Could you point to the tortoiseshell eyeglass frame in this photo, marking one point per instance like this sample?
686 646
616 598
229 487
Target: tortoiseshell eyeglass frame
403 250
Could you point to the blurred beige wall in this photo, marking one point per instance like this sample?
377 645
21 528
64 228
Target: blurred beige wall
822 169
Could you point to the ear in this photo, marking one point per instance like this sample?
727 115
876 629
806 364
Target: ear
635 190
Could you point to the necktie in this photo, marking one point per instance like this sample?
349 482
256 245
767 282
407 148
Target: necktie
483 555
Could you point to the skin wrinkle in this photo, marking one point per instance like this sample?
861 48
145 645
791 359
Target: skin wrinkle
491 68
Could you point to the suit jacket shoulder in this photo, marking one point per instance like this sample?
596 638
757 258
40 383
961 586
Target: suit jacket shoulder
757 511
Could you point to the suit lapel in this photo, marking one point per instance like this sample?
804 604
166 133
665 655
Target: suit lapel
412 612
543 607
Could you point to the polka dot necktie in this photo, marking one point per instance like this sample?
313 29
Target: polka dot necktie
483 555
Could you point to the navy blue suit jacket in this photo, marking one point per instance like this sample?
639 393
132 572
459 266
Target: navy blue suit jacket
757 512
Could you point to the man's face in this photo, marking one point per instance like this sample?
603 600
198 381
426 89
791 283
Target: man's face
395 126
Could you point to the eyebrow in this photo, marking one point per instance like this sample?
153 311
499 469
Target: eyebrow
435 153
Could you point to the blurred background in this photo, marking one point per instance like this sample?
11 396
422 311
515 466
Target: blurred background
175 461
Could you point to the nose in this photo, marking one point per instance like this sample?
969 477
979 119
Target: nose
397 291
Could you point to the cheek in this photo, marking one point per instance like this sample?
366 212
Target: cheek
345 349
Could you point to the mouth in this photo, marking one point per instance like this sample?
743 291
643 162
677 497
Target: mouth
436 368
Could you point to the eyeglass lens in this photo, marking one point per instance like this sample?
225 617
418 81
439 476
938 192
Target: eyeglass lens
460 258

★ ★ ★ ★

> **THE TASK**
Extract the data exactly as given.

> **RESULT FOR THIS EXERCISE**
Could you point to the tortoiseshell eyeglass frame in this photo, marking one point per instance like this sample?
686 646
616 598
229 487
Target: tortoiseshell eyeglass frame
403 250
Could you point to the blurred beige wall in this photo, marking one point per instance like this sample?
377 645
21 528
64 228
Target: blurred beige wall
822 169
Could you point to the ear in this photo, marking one point per instance like this sample?
727 115
876 629
806 364
Target: ear
635 190
Could you point to the necktie in this photo, marking one point per instance like this sample?
349 482
256 245
767 282
407 148
Target: necktie
483 555
Could you point to the skin wrinkle in this photo, marking one point per instance like this sample?
861 48
145 645
791 359
Target: skin wrinkle
491 68
Could you point to the suit jacket shoulder in this photo, marking one point per instance like this sample?
596 638
757 258
40 383
961 586
Target: suit jacket shoulder
757 511
Could you point to the suit lapel in this photo, marking one point per instance like this sample?
804 604
166 133
665 655
Target: suit lapel
412 612
543 607
Could you point to the polka dot necktie in this photo, marking one point per instance like this sample?
313 29
Target: polka dot necktie
483 555
Could you point to the navy blue suit jacket in this photo, marking one point per instance like this sample?
639 393
132 572
459 266
Target: navy blue suit jacket
757 512
Could you point to the man's face in this photo, marking one point per instance like this sample?
603 600
198 381
426 89
791 283
Target: man's face
395 126
Could you point to the eyebrow in this photo, marking one point per instance like this sample?
153 311
499 469
Target: eyebrow
435 153
Could you point to the blurred background in this photo, marking one point per instance like this sample?
11 396
422 311
515 466
Target: blurred background
175 461
Could you point to the nose in this photo, marking one point per instance like this sample?
969 477
979 119
Target: nose
397 291
Could you point to the cheek in this photo, marking one point per instance like this sample?
366 212
Target: cheek
345 349
Could you point to the mouth in this photo, marking one point per instance like this sample?
743 291
643 162
677 497
Target: mouth
436 368
Could you point to the eyeglass lens in this photo, marking one point per instance like this sample?
225 617
418 81
439 476
938 192
Target: eyeglass lens
460 258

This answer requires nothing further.